▸ Text segment
==============================
Quiz Guy
An iOS quiz answer assistant that lives on the Dynamic Island. Start a screen broadcast once, tap a Dynamic Island button to capture the current quiz screen, and the answer letter shows up on the island without leaving t…
An iOS quiz answer assistant that lives on the Dynamic Island. Start a screen broadcast once, tap a Dynamic Island button to capture the current quiz screen, and the answer letter shows up on the island without leaving the quiz app.
Three iOS processes share an App Group: the main app, a ReplayKit Broadcast Upload Extension (the worker that owns screen frames and the SQLite handle), and a Live Activity widget. They talk to each other through Darwin notifications and the shared database.
The interesting part: how the hot path got fast
The first version called a vision-language model on every capture. It worked. It was also slow. I wrote a 38-screenshot benchmark that times three pipelines on the same images:
| Pipeline | Median latency |
|---|---|
| Apple Vision OCR + bank match | 189 ms |
| Cloud OCR (GLM-OCR) + bank match | 3,533 ms |
| Direct VLM answer, no bank | 7,695 ms |
Apple Vision is roughly 20x faster than cloud OCR and 40x faster than the direct VLM call. With a pre-seeded bank covering the exam, the hot path no longer needs a model call at all. The VLM is now a fallback for cache misses.
==============================
▸ Given records
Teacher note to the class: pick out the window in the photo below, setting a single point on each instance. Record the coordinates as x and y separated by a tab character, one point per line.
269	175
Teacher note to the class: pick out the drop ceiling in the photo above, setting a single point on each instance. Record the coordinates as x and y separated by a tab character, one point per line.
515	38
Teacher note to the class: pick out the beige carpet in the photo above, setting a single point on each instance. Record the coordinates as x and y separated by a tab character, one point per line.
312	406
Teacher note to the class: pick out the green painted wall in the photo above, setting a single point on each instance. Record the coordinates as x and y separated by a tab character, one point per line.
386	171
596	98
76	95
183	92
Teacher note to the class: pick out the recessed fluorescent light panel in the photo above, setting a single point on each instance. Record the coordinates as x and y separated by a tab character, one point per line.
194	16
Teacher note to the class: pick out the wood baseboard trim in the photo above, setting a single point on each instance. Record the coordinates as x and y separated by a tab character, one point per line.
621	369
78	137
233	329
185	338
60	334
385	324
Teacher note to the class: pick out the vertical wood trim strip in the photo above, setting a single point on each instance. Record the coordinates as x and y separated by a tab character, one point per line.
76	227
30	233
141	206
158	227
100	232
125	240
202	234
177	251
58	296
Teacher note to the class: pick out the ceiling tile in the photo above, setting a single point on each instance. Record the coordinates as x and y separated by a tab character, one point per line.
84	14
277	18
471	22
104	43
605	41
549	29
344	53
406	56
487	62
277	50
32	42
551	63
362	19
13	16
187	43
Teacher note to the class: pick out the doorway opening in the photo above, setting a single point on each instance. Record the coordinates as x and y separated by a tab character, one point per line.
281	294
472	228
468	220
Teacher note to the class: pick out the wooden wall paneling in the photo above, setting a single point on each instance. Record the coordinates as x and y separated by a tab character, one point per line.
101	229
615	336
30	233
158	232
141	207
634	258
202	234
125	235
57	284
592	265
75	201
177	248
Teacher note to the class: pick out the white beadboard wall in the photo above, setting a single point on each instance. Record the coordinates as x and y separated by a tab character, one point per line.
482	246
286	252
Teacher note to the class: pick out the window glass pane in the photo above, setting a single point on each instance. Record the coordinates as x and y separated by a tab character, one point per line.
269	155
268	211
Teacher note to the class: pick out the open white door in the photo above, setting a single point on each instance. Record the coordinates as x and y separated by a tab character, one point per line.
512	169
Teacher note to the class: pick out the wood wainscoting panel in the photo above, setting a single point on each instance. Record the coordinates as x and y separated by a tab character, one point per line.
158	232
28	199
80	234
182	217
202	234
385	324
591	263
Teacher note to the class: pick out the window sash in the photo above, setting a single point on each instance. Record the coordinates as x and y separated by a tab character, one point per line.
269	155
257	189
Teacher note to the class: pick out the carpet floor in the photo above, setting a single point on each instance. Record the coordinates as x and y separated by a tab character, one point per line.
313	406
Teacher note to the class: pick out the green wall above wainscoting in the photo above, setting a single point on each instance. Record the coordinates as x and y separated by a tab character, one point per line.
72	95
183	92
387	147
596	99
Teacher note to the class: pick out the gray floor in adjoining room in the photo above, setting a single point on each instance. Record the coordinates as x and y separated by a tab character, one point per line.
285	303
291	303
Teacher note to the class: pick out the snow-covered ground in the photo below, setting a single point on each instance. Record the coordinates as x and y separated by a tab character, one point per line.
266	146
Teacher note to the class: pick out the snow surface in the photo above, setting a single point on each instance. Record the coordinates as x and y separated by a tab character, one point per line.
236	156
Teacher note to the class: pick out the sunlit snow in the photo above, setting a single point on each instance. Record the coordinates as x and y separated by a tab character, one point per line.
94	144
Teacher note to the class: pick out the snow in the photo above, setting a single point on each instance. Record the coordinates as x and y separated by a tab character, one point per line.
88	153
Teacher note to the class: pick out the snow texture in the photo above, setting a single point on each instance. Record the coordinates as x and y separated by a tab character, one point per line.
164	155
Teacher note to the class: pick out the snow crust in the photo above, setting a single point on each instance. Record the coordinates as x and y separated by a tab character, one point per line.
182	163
==============================
▸ Assigned task 1
How would you render this sentence from the Quiz Guy page in Spanish: "With a pre-seeded bank covering the exam, the hot path no longer needs a model call at all."
▸ Assigned task 2
Can you retype everything in the Quiz Guy page from "Three iOS processes" down to "the shared database."?
The entries are separate material and are not part of the Quiz Guy page.

▸ Expected output 1
Con un banco precargado que cubre el examen, la ruta crítica ya no necesita ninguna llamada a un modelo.

▸ Expected output 2
Three iOS processes share an App Group: the main app, a ReplayKit Broadcast Upload Extension (the worker that owns screen frames and the SQLite handle), and a Live Activity widget. They talk to each other through Darwin notifications and the shared database.